#### [TRAVAIL DEMANDÉ]
- a) Relevez tous les noms de personnes cités dans la chronique sur l'album de Jehan.
- b) Poursuivez la chronique sur l'album de Jehan après sa dernière phrase.

───── EXTRAIT DE PAGE

Jehan, “L’envers de l’ange”

Il s’appelle Jehan !

Tu vois, j’ai mis un point d’exclamation car sa voix capte ton attention, dès la première note. Pourtant, « je ne suis pas un conquérant, plutôt un cowboy cathare (comme dit Claude Nougaro) » de souligner l’artiste toulousain dans le livret de son dernier CD « L’envers de l’ange ». Premier texte que lui n’a pas signé puisqu’il est la Voix, le compositeur parfois. Mais parcours qui sort des sentiers battus par la force de l’artiste qui aura présidé au choix des douze titres. « Si peu d’humain » nous saisit en ouverture : « Si peu d’humain / Oui si peu / Que l’on finira bien / Par se prendre pour Dieu / A se prendre à rien / On se pendra sans nœud / Pendra adieu » dans une ballade qui t’emmène aux portes de l’ultime (un instant j’ai pensé au détour de cette ouverture, à Romain Didier dans la scansion des mots – Romain Didier est venu à Saint-Pierre, tu t’en souviens ?). Te voilà interpellé au plus profond en phase avec ce timbre qui te fait vibrer en ton for intérieur. Car les mots se détachent de chanson en chanson, irrésistiblement portés vers des sommets.

Rythme virevoltant soudain à la troisième chanson et te voilà déjà entré dans un univers aux accents bien marqués, nourris de chaudes influences dont celle – tiens, j’ai particulièrement accroché, mais ce n’est pas un hasard – de Bernard Dimey. « J’ai tout vu tout connu / J’ai tout gagné et perdu / J’ai tout vu tout connu / Je ne partirai plus ». Texte aux sens multiples. Se reposer ou en mettre plein la vue ? Le retour au bercail laisse toujours le choix. Mais vive l’optimisme : « vive encore plus le jour / où me voici de retour ». Jehan chante Dimey ; peut-être ne le sais-tu pas. Et de manière enthousiasmante ! Symbiose entre l’écriture de l’un et le chant de l’autre ; « Le jour où je saurai m’avancer dans la vie / Sans redouter mon ombre et sans raser les murs / (…) / Ce jour-là je le sens je le flaire à distance / (…) Je sauterai le pas dans le plus grand silence / Y aura toujours un con pour vous le faire savoir », ce qui n’empêche pas de savourer « Les petits plaisirs du jour », autre texte de Dimey.

──────────
───── LISTING

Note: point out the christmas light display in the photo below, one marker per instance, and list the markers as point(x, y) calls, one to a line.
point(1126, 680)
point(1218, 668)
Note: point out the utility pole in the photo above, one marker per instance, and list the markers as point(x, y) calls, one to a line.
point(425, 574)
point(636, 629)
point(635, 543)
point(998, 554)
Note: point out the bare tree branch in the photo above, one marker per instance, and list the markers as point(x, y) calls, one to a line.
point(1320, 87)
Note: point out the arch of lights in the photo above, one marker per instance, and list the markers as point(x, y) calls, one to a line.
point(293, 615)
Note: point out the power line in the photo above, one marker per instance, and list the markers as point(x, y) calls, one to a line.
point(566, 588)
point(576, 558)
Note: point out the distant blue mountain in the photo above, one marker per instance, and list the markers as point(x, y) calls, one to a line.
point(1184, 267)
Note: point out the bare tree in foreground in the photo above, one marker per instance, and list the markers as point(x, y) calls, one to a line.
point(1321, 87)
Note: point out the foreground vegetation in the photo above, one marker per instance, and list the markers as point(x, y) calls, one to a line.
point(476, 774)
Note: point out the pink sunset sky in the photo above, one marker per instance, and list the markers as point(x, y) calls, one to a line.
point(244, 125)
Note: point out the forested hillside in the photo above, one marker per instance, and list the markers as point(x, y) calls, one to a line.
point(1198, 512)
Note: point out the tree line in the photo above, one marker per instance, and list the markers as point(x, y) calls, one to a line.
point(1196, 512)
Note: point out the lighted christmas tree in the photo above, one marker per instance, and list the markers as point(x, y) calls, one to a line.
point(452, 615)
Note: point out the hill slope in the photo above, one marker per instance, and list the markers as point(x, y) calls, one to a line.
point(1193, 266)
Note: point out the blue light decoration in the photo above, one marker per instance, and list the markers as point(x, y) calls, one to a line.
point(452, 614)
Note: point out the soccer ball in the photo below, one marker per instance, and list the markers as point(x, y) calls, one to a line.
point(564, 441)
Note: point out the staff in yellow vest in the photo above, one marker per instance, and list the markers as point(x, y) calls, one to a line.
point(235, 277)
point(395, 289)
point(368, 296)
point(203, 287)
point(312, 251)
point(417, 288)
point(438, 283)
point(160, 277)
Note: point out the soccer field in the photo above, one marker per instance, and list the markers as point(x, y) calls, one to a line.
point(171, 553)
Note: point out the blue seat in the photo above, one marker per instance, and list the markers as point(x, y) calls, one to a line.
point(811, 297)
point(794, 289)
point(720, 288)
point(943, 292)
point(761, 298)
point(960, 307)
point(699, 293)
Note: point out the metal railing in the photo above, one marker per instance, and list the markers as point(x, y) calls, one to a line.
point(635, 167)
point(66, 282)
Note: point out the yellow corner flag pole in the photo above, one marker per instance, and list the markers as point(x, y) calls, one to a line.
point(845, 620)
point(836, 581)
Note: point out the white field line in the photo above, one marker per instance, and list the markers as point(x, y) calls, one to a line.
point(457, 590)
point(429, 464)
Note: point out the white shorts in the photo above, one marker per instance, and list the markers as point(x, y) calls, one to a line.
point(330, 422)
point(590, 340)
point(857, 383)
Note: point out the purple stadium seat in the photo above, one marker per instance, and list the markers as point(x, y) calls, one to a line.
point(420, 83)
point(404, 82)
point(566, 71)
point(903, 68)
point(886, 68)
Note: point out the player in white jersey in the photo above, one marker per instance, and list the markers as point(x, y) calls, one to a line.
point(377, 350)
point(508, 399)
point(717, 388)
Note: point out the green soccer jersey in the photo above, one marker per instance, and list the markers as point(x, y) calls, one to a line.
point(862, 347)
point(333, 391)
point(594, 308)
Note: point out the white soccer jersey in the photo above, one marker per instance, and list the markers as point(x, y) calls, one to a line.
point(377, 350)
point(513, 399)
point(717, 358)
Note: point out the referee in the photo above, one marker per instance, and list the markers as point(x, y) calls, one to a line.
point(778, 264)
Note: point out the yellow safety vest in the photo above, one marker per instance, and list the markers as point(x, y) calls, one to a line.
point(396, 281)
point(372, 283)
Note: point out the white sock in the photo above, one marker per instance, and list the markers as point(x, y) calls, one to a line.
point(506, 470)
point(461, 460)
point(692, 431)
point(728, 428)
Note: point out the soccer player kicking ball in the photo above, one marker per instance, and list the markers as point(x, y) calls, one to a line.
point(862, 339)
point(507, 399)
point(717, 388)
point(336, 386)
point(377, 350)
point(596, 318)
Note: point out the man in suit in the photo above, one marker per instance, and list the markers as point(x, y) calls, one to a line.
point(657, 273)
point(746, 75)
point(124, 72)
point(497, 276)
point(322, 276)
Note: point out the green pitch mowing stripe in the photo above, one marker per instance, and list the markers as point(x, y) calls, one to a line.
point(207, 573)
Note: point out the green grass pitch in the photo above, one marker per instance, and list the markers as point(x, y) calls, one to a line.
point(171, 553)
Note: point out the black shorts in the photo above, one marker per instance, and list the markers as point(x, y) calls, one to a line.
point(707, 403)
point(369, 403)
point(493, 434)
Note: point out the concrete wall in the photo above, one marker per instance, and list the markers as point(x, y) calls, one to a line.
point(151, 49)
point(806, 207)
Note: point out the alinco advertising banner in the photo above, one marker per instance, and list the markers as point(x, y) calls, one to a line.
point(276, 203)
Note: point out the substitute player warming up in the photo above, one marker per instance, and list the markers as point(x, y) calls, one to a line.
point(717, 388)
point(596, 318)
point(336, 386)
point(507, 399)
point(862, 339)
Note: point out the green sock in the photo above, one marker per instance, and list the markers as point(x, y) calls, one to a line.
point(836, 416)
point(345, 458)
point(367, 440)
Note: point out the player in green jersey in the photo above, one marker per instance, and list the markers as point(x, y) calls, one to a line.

──────────

#### [LISTE DES RÉPONSES]
- a) Jehan, Claude Nougaro, Romain Didier, Bernard Dimey

- b)
Texte enivrant d’une vie accomplie que celui du « parfum » de Delphine Doubal qui aura écrit quatre des douze titres : « J’ai capté l’essentiel / L’essence de toutes choses / Le parfum où repose / L’arôme existentiel », mots d’autant plus percutants qu’ils sont eux-mêmes martelés
par une mise en forme musicale dépouillée.

Puis vient la participation de Claude Nougaro pour qui « Sir Jehan est un grand visiteur » : « Si j’étais paysan, tu serais paysâme / J’ai trouvé ce mot sur mes pas / Tu germais dans mon sillon, graine de sésame / Mon grain de peau, mon pain, ma foi ». Choix judicieux pour le germe d’une si belle écriture dans l’harmonie d’une rencontre entre les deux artistes.

Vient le temps de la « déclaration ». Pas de musique, mais une fibre, l’âme d’un être dans sa plénitude. « C’est merveilleux de s’abandonner de ne plus être / De ne plus être sur ses gardes… »

 Hep !

 Oui

 « Tu vas finir par me faire / Passer l’envie de baiser / Avec tes discours ».

Un grand homme, je te dis.

« Les petits poils des avant-bras qui frissonnent et une larme qui germe et sourit au coin de l’œil, vous connaissez ? » , de demander Claude Nougaro. Alors pourquoi se priver du plaisir que nous laisse entrevoir le chantre de Toulouse. Je te le dis en avant-première ; Jehan sera à Saint-Pierre ; il nous transportera vers « l’envers de l’ange » les 10 et 11 février 2005 à l’Escale, au Centre Culturel.